### Extracted data:
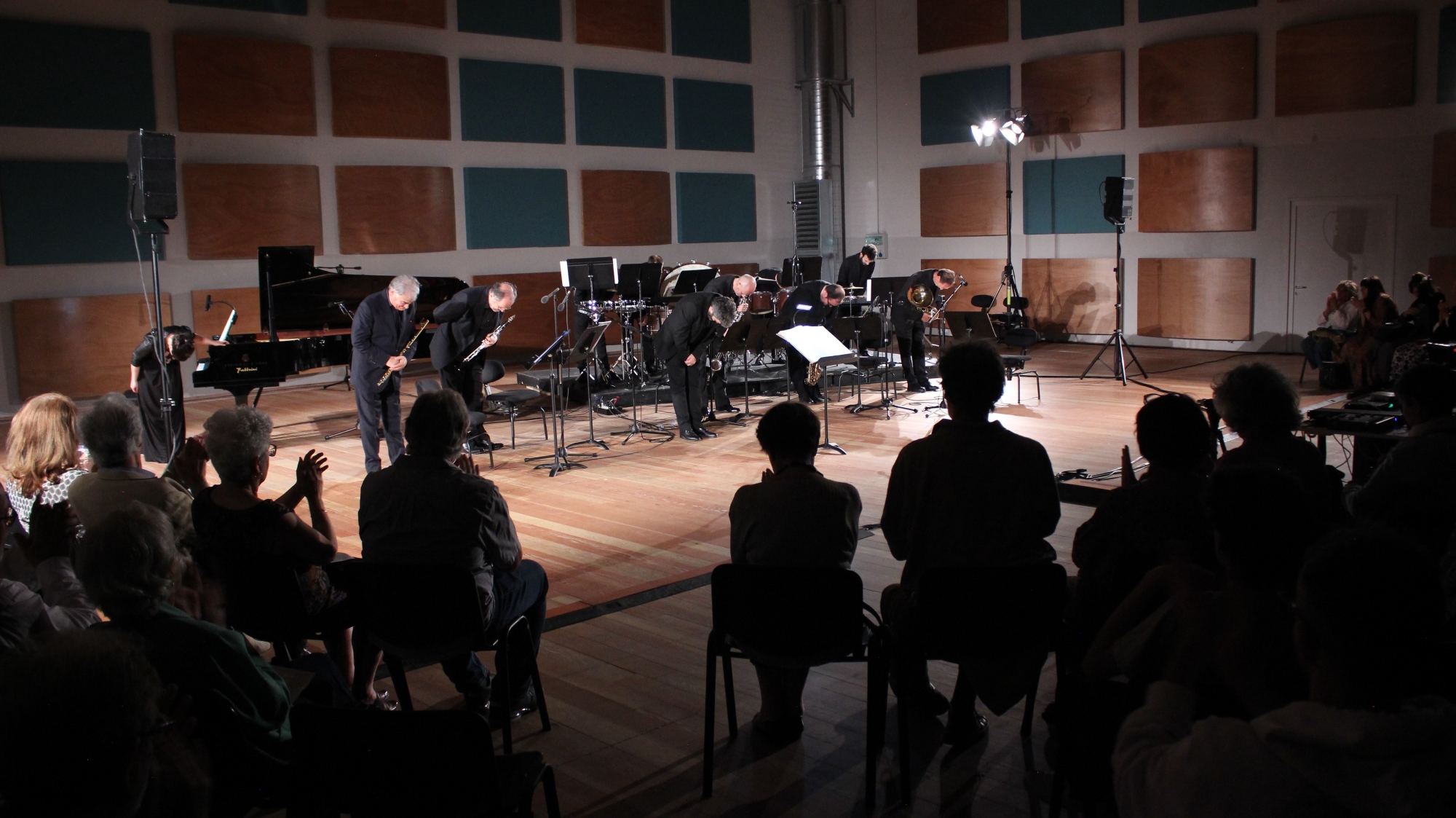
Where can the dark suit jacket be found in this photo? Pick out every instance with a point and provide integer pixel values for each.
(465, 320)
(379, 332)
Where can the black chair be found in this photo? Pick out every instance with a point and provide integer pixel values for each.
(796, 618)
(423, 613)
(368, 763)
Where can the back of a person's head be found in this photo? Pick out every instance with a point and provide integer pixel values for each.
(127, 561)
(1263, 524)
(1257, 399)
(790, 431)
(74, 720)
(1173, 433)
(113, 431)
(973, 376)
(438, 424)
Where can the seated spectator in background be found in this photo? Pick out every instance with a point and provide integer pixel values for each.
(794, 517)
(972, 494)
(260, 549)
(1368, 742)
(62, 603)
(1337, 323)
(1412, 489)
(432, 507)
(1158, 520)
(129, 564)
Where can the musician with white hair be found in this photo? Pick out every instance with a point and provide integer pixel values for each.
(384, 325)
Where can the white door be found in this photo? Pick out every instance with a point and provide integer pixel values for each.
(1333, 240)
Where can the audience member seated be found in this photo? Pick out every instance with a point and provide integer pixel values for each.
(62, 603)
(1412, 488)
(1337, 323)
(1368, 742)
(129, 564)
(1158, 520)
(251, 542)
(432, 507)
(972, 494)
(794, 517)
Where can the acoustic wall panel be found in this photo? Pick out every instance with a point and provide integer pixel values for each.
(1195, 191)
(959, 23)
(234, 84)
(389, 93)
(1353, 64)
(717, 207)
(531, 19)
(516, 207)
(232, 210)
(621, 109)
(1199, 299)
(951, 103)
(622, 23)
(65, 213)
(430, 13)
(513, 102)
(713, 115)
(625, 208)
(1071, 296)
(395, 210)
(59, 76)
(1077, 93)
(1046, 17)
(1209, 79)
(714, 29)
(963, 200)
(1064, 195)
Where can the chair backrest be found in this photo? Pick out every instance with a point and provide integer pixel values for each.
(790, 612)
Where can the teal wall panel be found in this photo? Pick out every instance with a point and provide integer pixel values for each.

### Exercise instructions:
Each entry above must come back exactly as written. Drop the images.

### Result of the task:
Where can the dark suit jacket be found in this photo? Pick out every instance with a point and provide integer pixel values for each.
(465, 320)
(379, 332)
Where can the black chair be found in this photo? Pick out every instance with a point and provide integer pixel values for each.
(796, 618)
(423, 613)
(368, 763)
Where can the back of a person's head be found in this photo? Pick out every instance with a point and provide integer pixel values for each.
(127, 561)
(1263, 524)
(1257, 399)
(790, 431)
(74, 720)
(1173, 433)
(113, 431)
(973, 376)
(438, 424)
Where can the seated spectator in background be found in this photo? Pick out every instance with a point and provide integer pixel values for each.
(794, 517)
(972, 494)
(260, 549)
(1368, 742)
(62, 603)
(1337, 323)
(1412, 489)
(432, 507)
(1158, 520)
(129, 564)
Where can the musician with white hair be found in this photo? Pick out every instance with a point and provide integer pixel values for each.
(384, 325)
Where can the white door be found in this photo? Pick out every instance with a point and provide integer pixel values for each.
(1333, 240)
Where can the audience member seated be found in this photo? Pick out every instance with a point and provide integer pixel values for each.
(62, 603)
(1412, 488)
(1337, 323)
(1368, 742)
(129, 564)
(1158, 520)
(251, 542)
(432, 507)
(972, 494)
(794, 517)
Where can the acoustic wall panel be found in this photo? Pick out every instance with a point and provide integer pixel values for each.
(1195, 191)
(959, 23)
(234, 84)
(389, 93)
(1353, 64)
(717, 207)
(531, 19)
(516, 207)
(232, 210)
(621, 109)
(1199, 299)
(951, 103)
(622, 23)
(65, 213)
(430, 13)
(513, 102)
(713, 115)
(625, 208)
(1071, 296)
(395, 210)
(59, 76)
(1077, 93)
(1046, 17)
(1209, 79)
(714, 29)
(963, 200)
(1064, 195)
Where can the chair backrest be found in this photo? Pick out every instance with a point and provide integer pixel values for each.
(790, 612)
Where can the teal wall panel be found in this photo? Pick out every instance with a point and provide integer pixel values for each.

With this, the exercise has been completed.